[Start of Attachment]
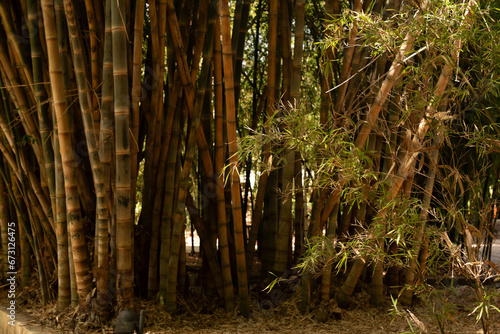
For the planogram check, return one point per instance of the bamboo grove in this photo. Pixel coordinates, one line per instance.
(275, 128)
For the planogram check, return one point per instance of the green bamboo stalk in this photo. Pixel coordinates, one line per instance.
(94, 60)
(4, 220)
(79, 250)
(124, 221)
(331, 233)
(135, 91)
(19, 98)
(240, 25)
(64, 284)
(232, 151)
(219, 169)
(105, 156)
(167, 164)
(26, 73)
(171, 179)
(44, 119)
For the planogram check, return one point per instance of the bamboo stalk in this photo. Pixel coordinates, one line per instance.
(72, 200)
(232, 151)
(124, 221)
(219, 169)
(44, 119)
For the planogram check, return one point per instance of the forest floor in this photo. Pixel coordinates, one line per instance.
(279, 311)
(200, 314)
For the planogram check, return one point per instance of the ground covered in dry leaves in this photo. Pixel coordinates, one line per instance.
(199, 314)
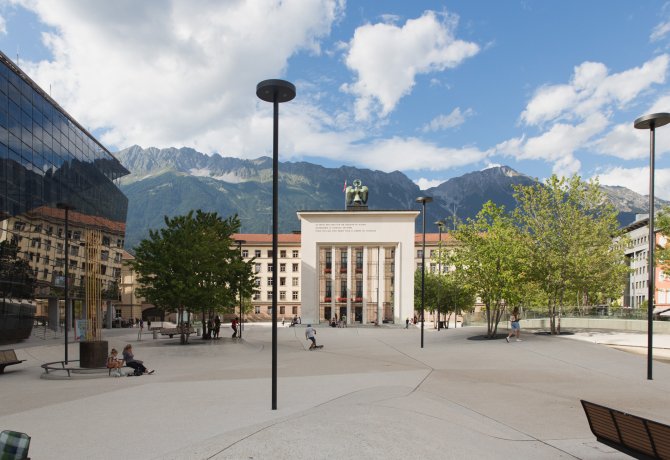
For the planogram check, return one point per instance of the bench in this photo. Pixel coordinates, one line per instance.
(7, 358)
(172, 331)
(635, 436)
[End of Attachment]
Exactly the lines from the one containing "of the bench" to the final line of the data, both included, should be printed, and nothing more.

For the planogram check, return one point per instance of the bench in this photo. Pixel coordinates, one line per instance.
(7, 358)
(172, 331)
(635, 436)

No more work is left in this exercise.